= Tasks to complete =
A: From the passage about Abbott and Bastardi, set down the part between "Days before a" and "Fox News program.", inclusive.
B: In the passage about Abbott and Bastardi, which two people suggested that Abbott talk to Bastardi?

= Passage given =
Days before a historic snowstorm crippled his home state, Texas Gov. Greg Abbott (R) sought advice from an unusual source: Joe Bastardi, the go-to weather forecaster of Fox News host Sean Hannity.
It was a big deal for Bastardi, who had never counseled a governor ahead of a storm. But he came highly recommended. Both Hannity and Sen. Ted Cruz (R-Texas) suggested that Abbott talk to Bastardi, a veteran meteorologist and climate science critic who has appeared several times on Hannity's show.
"I reached out to Gov. Abbott and said, 'Listen, this guy knows his stuff, and you ought to talk to him,'" Cruz told Hannity during a recent visit to Hannity's nightly Fox News program.
By Bastardi's telling, the conversation with Abbott wasn't groundbreaking or controversial. "I said this is a winter version of a Category 5 hurricane," Bastardi told E&E News.

= Records =
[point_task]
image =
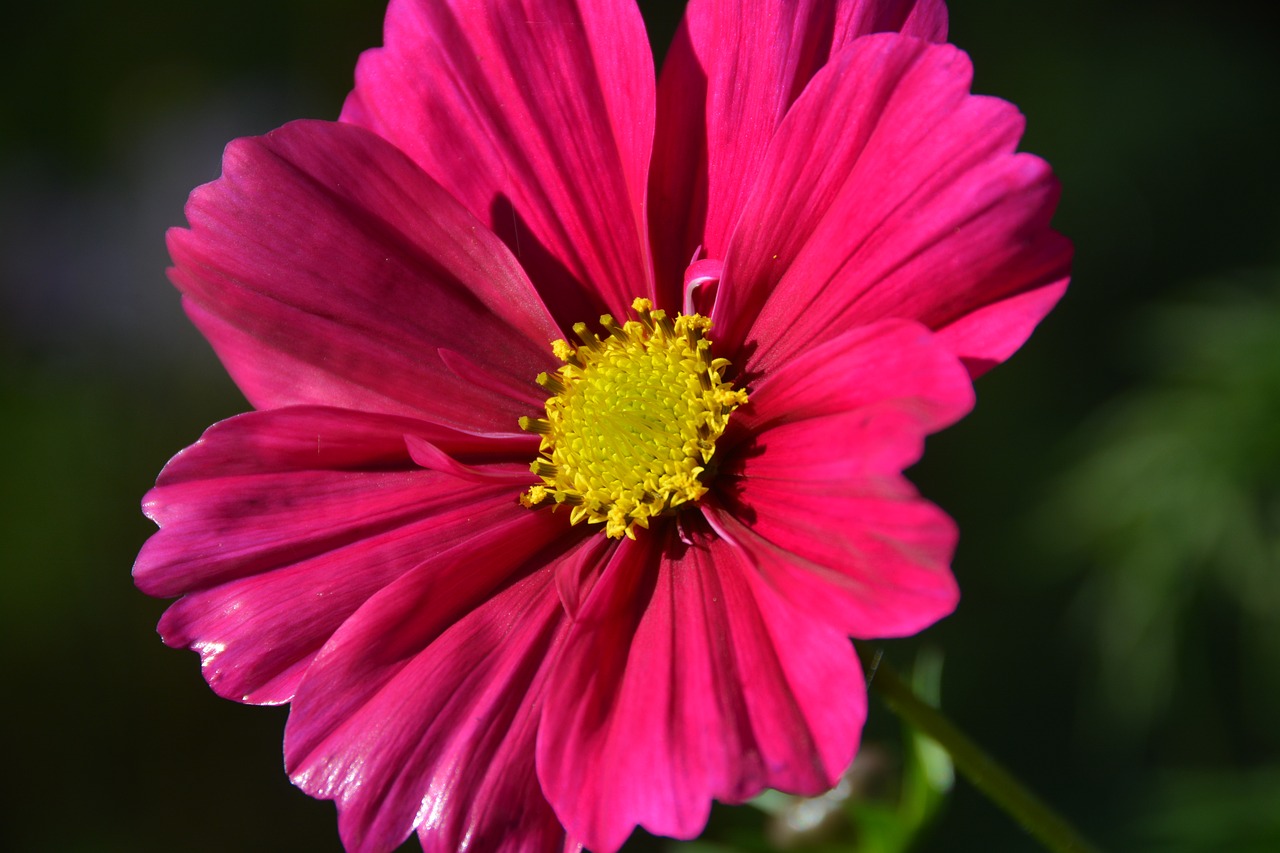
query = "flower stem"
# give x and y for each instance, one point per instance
(986, 774)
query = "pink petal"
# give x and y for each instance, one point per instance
(538, 117)
(278, 525)
(896, 381)
(700, 683)
(890, 191)
(421, 711)
(816, 497)
(732, 73)
(325, 268)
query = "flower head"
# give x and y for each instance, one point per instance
(522, 593)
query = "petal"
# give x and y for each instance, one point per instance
(732, 73)
(538, 117)
(699, 683)
(816, 496)
(894, 377)
(421, 711)
(890, 191)
(278, 525)
(325, 268)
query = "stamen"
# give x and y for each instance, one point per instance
(632, 420)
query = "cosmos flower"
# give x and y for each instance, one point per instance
(524, 593)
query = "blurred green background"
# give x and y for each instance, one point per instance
(1119, 638)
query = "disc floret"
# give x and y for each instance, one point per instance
(631, 420)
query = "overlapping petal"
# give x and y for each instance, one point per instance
(891, 191)
(538, 117)
(688, 679)
(421, 711)
(816, 496)
(277, 525)
(327, 268)
(728, 80)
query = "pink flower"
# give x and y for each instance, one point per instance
(370, 546)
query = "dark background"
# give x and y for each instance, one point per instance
(1119, 638)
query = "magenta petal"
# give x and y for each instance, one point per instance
(817, 497)
(351, 304)
(277, 525)
(890, 383)
(891, 191)
(700, 684)
(421, 711)
(732, 73)
(538, 117)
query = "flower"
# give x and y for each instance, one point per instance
(504, 610)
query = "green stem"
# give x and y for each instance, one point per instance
(987, 775)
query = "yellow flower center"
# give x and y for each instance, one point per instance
(632, 420)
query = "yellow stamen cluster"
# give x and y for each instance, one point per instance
(632, 420)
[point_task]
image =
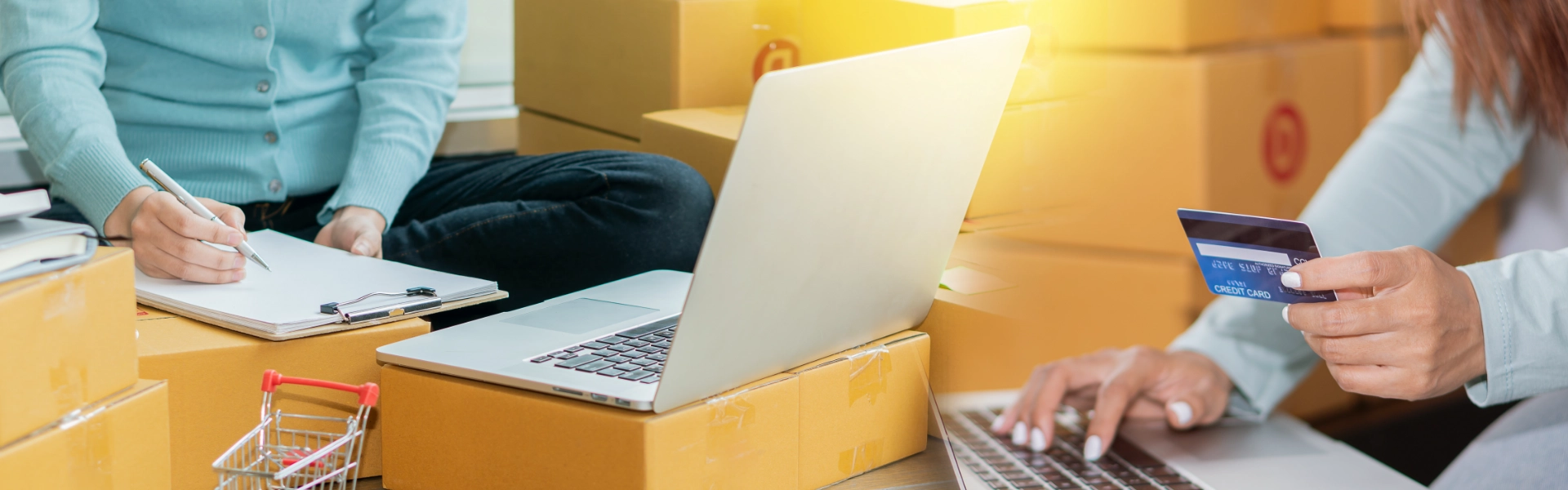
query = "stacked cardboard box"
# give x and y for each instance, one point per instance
(214, 382)
(808, 428)
(73, 410)
(599, 65)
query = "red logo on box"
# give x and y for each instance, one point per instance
(778, 54)
(1285, 143)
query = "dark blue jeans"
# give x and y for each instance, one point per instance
(538, 225)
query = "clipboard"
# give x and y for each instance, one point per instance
(332, 327)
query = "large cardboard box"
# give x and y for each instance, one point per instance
(446, 432)
(1051, 304)
(66, 340)
(216, 384)
(604, 63)
(117, 443)
(811, 426)
(862, 408)
(1363, 15)
(705, 139)
(841, 29)
(1250, 131)
(543, 134)
(1385, 59)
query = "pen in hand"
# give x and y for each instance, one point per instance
(195, 206)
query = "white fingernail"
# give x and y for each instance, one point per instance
(1181, 410)
(1092, 448)
(1291, 280)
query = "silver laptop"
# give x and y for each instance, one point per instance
(838, 212)
(1280, 452)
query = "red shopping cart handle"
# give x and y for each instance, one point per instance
(368, 391)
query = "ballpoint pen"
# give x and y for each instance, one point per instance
(195, 206)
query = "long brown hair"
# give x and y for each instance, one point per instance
(1493, 41)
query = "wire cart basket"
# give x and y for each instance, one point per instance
(289, 451)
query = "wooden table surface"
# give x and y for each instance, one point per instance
(929, 470)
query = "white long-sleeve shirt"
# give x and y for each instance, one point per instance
(1410, 180)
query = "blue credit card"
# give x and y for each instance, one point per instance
(1244, 256)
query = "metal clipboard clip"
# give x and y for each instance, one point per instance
(422, 299)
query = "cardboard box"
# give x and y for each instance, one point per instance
(543, 134)
(862, 408)
(446, 432)
(1051, 304)
(216, 384)
(1250, 131)
(705, 139)
(1363, 15)
(604, 63)
(66, 340)
(1385, 59)
(841, 29)
(117, 443)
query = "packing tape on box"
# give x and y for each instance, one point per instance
(728, 443)
(869, 372)
(862, 459)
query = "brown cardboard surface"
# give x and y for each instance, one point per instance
(862, 408)
(216, 384)
(1385, 59)
(543, 134)
(1065, 302)
(1249, 131)
(705, 139)
(66, 340)
(1363, 15)
(604, 63)
(117, 443)
(448, 432)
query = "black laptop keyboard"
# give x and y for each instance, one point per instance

= Task results =
A:
Days before a historic snowstorm crippled his home state, Texas Gov. Greg Abbott (R) sought advice from an unusual source: Joe Bastardi, the go-to weather forecaster of Fox News host Sean Hannity.
It was a big deal for Bastardi, who had never counseled a governor ahead of a storm. But he came highly recommended. Both Hannity and Sen. Ted Cruz (R-Texas) suggested that Abbott talk to Bastardi, a veteran meteorologist and climate science critic who has appeared several times on Hannity's show.
"I reached out to Gov. Abbott and said, 'Listen, this guy knows his stuff, and you ought to talk to him,'" Cruz told Hannity during a recent visit to Hannity's nightly Fox News program.

B: Sean Hannity and Sen. Ted Cruz.